Reproduce exactly the lines from the one containing "of the short" through the last line of the data, both ends included.

────────────────

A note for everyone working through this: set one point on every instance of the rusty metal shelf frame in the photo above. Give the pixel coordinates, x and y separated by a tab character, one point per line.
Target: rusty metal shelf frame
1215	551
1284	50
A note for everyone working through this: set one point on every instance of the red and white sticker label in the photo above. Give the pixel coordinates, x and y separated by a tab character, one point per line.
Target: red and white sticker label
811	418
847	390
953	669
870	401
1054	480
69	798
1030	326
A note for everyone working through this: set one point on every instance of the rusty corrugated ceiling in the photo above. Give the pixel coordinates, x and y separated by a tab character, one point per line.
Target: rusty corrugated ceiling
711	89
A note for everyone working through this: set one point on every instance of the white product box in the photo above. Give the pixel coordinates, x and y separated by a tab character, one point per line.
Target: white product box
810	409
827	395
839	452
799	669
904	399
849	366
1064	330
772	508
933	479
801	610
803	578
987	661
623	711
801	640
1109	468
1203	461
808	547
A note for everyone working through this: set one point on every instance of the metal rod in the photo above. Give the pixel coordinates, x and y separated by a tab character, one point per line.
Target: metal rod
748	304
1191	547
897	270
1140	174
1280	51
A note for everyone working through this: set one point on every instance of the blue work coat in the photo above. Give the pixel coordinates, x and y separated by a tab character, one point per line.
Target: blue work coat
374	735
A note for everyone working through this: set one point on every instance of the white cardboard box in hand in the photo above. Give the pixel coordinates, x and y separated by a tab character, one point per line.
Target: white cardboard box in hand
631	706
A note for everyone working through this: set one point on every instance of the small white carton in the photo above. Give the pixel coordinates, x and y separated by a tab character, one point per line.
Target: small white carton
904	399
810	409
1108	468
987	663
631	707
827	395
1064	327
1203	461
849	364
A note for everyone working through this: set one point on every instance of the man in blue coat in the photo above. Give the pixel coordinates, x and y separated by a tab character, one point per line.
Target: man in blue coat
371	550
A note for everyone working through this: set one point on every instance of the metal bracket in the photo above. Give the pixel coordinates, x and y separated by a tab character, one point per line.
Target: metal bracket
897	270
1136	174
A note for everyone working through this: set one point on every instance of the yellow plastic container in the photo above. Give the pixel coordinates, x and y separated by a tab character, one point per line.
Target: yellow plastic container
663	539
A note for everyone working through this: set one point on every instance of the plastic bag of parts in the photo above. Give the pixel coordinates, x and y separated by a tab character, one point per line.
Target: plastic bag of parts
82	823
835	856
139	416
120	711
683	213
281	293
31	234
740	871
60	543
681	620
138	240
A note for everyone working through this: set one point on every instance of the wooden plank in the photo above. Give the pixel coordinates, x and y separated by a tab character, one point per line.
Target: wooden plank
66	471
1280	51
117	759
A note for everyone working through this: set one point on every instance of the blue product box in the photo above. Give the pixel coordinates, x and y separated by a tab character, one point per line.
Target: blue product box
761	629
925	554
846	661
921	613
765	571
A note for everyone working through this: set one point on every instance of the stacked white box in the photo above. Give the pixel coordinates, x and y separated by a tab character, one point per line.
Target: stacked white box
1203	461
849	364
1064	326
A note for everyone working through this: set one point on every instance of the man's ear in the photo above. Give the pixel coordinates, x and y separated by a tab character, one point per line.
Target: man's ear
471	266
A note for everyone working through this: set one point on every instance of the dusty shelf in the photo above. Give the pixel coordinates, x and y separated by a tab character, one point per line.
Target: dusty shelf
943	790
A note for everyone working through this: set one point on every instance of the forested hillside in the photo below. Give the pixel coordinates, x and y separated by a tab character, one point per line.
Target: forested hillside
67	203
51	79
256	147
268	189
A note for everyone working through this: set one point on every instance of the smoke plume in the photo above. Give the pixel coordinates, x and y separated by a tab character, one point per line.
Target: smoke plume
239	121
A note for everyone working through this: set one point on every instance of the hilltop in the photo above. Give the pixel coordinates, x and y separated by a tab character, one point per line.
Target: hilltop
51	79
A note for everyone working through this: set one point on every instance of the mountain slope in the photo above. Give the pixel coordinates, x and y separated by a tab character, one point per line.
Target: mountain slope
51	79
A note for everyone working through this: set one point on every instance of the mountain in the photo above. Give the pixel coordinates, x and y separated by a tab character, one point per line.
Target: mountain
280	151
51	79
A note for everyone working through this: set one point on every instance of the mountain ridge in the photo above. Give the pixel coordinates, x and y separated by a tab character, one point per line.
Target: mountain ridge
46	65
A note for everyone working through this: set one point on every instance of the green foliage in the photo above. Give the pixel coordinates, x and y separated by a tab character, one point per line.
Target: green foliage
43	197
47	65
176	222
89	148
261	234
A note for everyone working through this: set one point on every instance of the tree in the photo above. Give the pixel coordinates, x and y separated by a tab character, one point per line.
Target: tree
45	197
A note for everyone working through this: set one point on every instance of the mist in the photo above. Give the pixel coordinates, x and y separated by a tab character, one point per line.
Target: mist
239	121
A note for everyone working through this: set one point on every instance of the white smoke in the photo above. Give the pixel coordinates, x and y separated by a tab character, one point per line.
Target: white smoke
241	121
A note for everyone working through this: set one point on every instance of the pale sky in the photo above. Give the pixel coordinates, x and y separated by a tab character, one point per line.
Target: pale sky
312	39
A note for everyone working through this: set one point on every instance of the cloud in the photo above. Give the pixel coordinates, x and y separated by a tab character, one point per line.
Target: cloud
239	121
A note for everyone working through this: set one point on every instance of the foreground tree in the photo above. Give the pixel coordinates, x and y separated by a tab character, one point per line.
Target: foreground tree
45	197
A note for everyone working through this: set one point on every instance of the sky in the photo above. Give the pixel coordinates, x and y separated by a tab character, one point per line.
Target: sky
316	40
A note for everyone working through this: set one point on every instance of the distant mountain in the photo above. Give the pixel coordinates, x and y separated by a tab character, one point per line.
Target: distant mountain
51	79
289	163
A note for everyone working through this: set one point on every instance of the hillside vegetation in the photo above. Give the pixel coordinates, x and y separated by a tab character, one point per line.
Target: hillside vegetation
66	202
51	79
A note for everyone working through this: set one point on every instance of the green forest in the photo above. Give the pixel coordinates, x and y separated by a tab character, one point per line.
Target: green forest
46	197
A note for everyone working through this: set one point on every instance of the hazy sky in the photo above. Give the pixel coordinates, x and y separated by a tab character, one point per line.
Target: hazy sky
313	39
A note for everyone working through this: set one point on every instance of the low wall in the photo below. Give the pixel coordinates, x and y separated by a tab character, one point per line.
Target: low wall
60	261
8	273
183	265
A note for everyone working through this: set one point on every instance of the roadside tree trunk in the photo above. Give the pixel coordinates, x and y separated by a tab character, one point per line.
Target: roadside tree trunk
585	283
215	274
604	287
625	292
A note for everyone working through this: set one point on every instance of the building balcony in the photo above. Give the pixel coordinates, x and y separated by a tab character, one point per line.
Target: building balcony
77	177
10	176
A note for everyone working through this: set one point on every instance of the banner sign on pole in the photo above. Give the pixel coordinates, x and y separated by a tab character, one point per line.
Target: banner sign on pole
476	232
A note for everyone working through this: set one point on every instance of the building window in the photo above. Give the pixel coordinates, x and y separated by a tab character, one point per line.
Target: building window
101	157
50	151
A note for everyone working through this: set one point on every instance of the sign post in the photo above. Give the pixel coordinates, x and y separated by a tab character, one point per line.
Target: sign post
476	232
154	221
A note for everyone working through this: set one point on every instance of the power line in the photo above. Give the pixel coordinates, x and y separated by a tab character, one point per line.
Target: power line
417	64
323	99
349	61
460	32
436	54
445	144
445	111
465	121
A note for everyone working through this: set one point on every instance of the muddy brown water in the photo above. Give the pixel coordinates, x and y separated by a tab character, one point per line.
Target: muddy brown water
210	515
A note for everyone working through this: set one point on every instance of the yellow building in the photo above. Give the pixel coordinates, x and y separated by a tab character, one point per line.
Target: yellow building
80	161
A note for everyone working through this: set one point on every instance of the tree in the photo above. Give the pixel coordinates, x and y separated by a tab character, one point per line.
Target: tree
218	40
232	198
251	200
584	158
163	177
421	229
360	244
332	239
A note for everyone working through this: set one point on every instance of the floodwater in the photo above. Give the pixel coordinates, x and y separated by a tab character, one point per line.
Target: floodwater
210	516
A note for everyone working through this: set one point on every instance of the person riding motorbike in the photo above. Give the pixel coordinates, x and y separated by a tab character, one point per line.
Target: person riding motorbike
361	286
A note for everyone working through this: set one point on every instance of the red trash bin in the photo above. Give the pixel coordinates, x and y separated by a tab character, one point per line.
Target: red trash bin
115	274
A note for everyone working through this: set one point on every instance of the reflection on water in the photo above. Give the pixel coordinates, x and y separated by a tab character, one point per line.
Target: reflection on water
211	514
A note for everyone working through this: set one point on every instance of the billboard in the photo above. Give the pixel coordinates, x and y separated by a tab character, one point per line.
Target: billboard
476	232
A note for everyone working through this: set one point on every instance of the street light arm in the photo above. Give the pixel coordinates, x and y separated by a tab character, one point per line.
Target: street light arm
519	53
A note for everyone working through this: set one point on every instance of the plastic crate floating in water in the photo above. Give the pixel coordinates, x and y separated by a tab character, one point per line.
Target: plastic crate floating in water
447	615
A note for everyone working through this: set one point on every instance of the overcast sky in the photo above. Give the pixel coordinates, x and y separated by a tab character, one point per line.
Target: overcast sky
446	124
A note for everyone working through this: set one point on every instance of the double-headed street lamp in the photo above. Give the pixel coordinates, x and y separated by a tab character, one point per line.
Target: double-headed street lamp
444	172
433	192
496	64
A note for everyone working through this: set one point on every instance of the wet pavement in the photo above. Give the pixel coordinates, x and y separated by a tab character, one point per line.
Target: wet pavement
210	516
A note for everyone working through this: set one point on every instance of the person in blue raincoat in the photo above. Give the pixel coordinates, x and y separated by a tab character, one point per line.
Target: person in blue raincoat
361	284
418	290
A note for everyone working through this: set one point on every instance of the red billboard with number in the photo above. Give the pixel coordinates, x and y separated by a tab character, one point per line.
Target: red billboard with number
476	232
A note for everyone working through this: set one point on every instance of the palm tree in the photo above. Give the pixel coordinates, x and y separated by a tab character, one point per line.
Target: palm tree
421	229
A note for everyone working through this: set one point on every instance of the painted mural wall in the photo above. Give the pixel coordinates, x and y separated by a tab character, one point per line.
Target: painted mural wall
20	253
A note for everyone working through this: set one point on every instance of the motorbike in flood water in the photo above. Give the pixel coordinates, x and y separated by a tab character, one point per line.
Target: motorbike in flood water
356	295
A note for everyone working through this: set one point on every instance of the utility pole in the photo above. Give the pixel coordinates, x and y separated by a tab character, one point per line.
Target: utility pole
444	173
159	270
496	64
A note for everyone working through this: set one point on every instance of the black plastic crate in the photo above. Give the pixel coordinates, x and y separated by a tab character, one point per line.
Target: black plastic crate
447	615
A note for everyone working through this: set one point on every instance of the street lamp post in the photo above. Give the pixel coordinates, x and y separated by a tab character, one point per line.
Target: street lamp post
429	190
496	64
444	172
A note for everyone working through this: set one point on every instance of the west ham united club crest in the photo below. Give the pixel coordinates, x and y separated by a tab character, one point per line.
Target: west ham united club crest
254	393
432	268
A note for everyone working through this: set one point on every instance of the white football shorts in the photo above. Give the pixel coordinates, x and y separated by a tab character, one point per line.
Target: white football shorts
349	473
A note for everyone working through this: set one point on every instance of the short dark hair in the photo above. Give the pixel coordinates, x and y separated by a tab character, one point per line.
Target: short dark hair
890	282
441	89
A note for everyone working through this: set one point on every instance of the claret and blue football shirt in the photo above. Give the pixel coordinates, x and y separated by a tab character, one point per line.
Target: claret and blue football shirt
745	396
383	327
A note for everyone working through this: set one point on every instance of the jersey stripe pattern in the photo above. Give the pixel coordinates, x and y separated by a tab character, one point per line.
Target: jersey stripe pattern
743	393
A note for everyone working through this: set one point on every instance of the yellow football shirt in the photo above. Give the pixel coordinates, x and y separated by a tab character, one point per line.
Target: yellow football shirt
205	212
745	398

────────────────

**Output for this task**
A note for everyone working through this: set one point on every instance of the short dark hair in the photo above. Give the pixel coordinates, x and y separated by a tab character, one point per line.
Target: short dark hair
890	282
441	89
A note for everyone working through this: set one point on every instance of the claret and blue football shirt in the photo above. Give the pixel coordinates, x and y separated by a tab character, one point per line.
Target: claret and blue football shirt
745	396
383	327
A note for everyone working through this: set one point on every instance of the jersey stripe pattern in the photo above. Give the pixel coordinates, x and y separated by a tab character, one point per line.
Target: jersey stripe pattern
743	393
A note for everyone working through this: set one point on every instance of the yellow football shirt in the photo above. Give the pixel coordinates, x and y separated by a tab character, one point per line.
Target: yellow football shirt
205	212
745	398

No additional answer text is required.